» EXCERPT
======

Fundamental Problem of Causal Inference

  • We can only observe either \(Y_i(T_i=1)\) or \(Y_i(T_i=0)\), but not both, for each person \(i\)

        - The case we don't observe is called the "counterfactual"
  • This is a missing-data problem that we cannot resolve. We only have one reality

        - Models can only compensate for missing data by assumption

So what can we do?

  1. Experiment. Randomize \(T_i\) and estimate \(\frac{\partial Y_i}{\partial T_i}\) as avg \(Y_i(T_i=1)-Y_i(T_i=0)\)

     - Called the "Average Treatment Effect"
     - Creates new data; costs time, money, attention; deceptively difficult to design and then act on
  2. Use assumptions & data to estimate a “quasi-experimental” average treatment effect using archival data

     - Requires expertise, time, attention; difficult to validate; not always possible
  3. Use correlations: Assume past treatments were assigned randomly, use past data to estimate \(\frac{\partial Y_i}{\partial T_i}\)

     - Easier than 1 or 2; but T is only randomly assigned when we run an experiment, so what exactly are we doing here?
  4. Fuhgeddaboutit, go with the vibes, do what we feel

How much does causality matter?

      - How hard should we work?
  • Organizational returns or costs of getting it right?

  • Data thickness: How likely can we get a good estimate?

  • How does empirical approach fit with organizational analytics culture? Will we act on what we learn?

  • Individual: promotion, bonus, reputation, career; Will credit be stolen or blame be shared?

  • Accountability: Will ex-post attributions verify findings? Will results threaten or complement rival teams/execs?

        - Analytics culture starts at the top

Ad/sales example: Experiment

  1. Randomly assign ads to customer groups on a platform; measure sales in each group

     - Often called "incrementality" in ad/sales context
    
     - Pros: AB testing is easy to understand, easy to implement, easy to validate
    
     - Cons: Can we trust the platform's "black box"? Will we get the data and all available insights? Could platform knowledge affect future ad costs?

======

» ENTRIES SUPPLIED
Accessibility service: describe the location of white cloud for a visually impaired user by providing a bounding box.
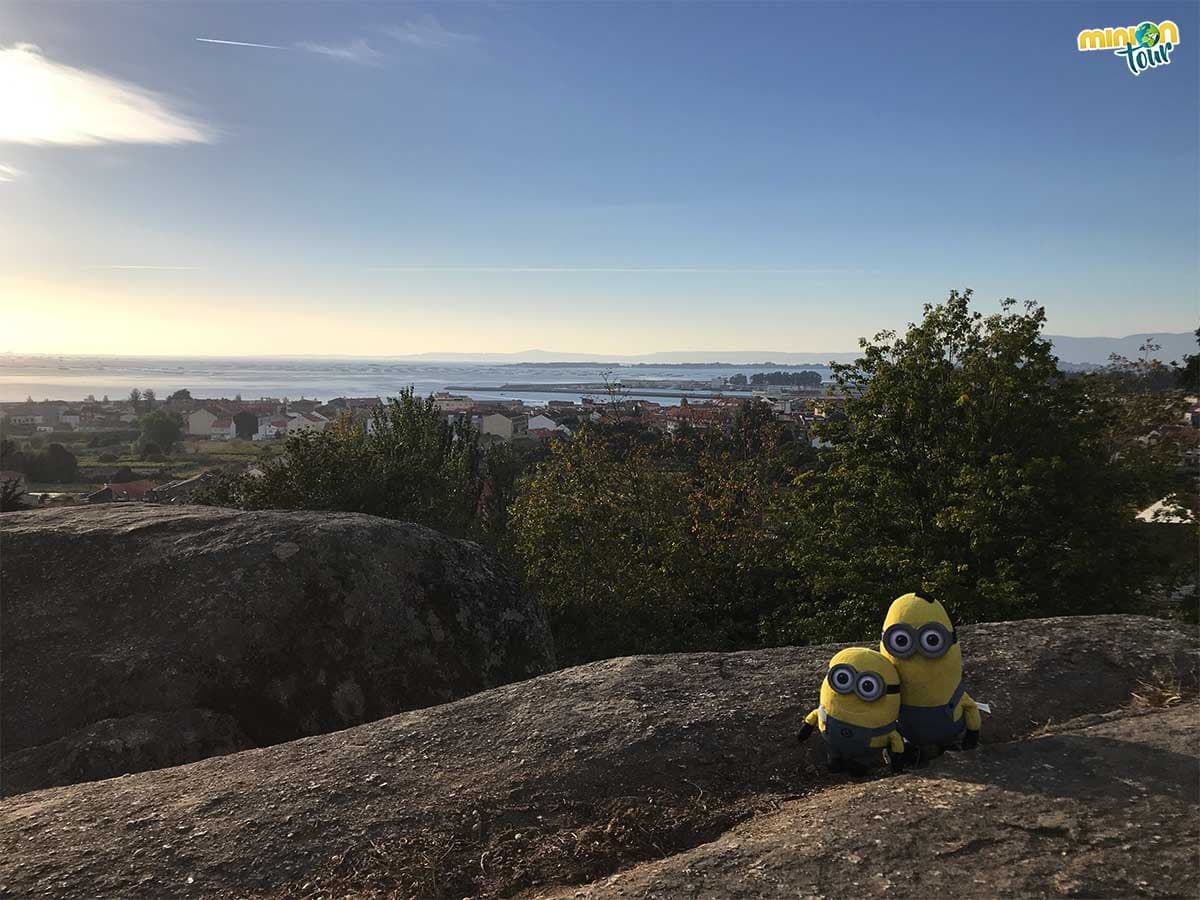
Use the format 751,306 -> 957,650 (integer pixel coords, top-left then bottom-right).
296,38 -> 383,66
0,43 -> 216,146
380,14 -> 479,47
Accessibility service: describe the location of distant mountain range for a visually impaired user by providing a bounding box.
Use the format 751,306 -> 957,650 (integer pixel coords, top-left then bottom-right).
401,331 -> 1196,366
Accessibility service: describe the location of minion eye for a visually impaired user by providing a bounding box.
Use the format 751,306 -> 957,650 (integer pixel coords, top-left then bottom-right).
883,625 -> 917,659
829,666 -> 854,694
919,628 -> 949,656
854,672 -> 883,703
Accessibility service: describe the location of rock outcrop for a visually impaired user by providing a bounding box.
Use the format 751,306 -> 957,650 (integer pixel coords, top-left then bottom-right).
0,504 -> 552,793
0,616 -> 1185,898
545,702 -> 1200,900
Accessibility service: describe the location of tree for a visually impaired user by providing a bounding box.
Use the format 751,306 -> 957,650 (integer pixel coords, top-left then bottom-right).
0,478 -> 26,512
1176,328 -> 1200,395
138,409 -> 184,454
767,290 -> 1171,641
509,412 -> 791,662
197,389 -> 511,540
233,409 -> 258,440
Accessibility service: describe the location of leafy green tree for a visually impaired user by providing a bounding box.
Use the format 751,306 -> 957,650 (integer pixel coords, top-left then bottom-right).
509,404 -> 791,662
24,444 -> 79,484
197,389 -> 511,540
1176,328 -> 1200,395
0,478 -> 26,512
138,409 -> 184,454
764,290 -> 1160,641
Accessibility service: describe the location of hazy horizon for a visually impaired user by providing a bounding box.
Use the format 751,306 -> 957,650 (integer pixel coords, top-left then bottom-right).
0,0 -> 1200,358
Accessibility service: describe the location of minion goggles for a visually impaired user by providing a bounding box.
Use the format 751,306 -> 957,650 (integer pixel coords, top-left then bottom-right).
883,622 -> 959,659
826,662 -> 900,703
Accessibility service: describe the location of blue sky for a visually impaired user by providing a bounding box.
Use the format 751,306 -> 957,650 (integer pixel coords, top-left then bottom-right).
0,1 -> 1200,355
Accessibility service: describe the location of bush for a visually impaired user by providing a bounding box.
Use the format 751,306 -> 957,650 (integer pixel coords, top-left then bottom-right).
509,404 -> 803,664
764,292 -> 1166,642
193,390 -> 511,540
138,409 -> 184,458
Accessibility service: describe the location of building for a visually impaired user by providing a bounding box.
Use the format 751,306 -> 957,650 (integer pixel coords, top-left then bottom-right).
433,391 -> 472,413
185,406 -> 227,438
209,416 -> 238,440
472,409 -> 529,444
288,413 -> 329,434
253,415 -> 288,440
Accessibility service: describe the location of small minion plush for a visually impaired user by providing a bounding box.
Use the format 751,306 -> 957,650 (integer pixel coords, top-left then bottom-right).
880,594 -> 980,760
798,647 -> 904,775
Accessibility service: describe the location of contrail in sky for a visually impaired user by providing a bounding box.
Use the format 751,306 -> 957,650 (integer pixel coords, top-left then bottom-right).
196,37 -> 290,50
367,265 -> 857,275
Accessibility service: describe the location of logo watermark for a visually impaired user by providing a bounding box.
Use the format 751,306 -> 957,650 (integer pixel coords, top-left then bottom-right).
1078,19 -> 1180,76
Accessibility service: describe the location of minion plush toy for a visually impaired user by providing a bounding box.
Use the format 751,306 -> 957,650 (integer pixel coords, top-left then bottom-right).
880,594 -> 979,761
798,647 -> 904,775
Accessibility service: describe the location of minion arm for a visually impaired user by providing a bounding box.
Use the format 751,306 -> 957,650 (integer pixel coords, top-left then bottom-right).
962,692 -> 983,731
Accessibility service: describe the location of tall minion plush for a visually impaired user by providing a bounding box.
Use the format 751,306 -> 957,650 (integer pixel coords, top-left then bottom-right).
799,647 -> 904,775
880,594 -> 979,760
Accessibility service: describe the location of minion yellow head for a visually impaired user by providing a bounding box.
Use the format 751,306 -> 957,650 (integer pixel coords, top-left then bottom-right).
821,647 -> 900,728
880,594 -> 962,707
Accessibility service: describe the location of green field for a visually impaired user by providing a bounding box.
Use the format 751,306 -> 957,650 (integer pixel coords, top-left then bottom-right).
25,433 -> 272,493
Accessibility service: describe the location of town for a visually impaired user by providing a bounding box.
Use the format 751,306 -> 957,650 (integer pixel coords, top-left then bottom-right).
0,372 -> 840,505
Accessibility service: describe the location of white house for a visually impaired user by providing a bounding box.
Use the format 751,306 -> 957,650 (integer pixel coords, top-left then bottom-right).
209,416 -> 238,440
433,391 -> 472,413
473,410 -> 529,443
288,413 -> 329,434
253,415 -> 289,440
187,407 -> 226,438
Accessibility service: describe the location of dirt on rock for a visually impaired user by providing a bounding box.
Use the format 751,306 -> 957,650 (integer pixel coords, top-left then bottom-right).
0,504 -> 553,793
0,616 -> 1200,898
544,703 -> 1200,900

======

» WRITTEN PROBLEM 1
Please reproduce a passage of the causal inference excerpt word for word, from "- Called the" to "getting it right?".
» WRITTEN PROBLEM 2
Under "So what can we do?", the causal inference excerpt gives a numbered list of approaches. List all of them.
» WRITTEN PROBLEM 3
Continue the causal inference excerpt, starting after its last sentence.

» EXERCISE RESULT 1
- Called the "Average Treatment Effect"
     - Creates new data; costs time, money, attention; deceptively difficult to design and then act on
  2. Use assumptions & data to estimate a “quasi-experimental” average treatment effect using archival data

     - Requires expertise, time, attention; difficult to validate; not always possible
  3. Use correlations: Assume past treatments were assigned randomly, use past data to estimate \(\frac{\partial Y_i}{\partial T_i}\)

     - Easier than 1 or 2; but T is only randomly assigned when we run an experiment, so what exactly are we doing here?
  4. Fuhgeddaboutit, go with the vibes, do what we feel

How much does causality matter?

      - How hard should we work?
  • Organizational returns or costs of getting it right?

» EXERCISE RESULT 2
1. Experiment: randomize \(T_i\) and estimate \(\frac{\partial Y_i}{\partial T_i}\) as avg \(Y_i(T_i=1)-Y_i(T_i=0)\)
2. Use assumptions & data to estimate a "quasi-experimental" average treatment effect using archival data
3. Use correlations: assume past treatments were assigned randomly, and use past data to estimate \(\frac{\partial Y_i}{\partial T_i}\)
4. Fuhgeddaboutit, go with the vibes, do what we feel

» EXERCISE RESULT 3
  2. Randomize over messages within a campaign

  3. Randomize over times, places, consumer segments

  4. Randomize over budgets and bids

  5. Randomlize over platforms, publishers, behavioral targets, etc., to compare RoAS across options

       RoAS = Return on Ad Spend. RoAS defined as Sales / AdSpend or (Sales-AdSpend)/AdSpend

Experimental necessary conditions

  1. Stable Unit Treatment Value Assumption (SUTVA)

     - Treatments do not vary across units within a treatment group
     - One unit's treatment does not change other units' potential outcomes, i.e. treatments in one group do not affect outcomes in another group
     - Often violated when treated units interact on a platform
     - Violations called "interference"; remedies usually start with cluster randomization
  2. Observability

     - Non-attrition, i.e. unit outcomes remain observable
  3. Compliance

     - Treatments assigned are treatments received
     - We have partial remedies when noncompliance is directly observed
  4. Statistical Independence

     - Random assignment of treatments to units

2. Ad/sales example: Experiment

Key issues for any experimental design:

    - Always run A:A test first. Validate the infrastructure before trusting a result
    
    - Can we agree on the opportunity cost of the experiment? "Priors"
    
    - How will we act on the (uncertain) findings? Have to decide before we design. We don't want "science fair projects"
    
    - Simple example: Suppose we estimate RoAS at 1.5 with c.i. [1.45, 1.55]. Or, suppose we estimate RoAS at 1.5 with c.i. [-1.1, 4.1]. How will we act?
    

Quasi-experiments Vocab

Model: Mathematical relationship between variables that simplifies reality, eg y=xb+e

Identification strategy: Set of assumptions that isolate a causal effect \(\frac{\partial Y_i}{\partial T_i}\) from other factors that may influence \(Y_i\)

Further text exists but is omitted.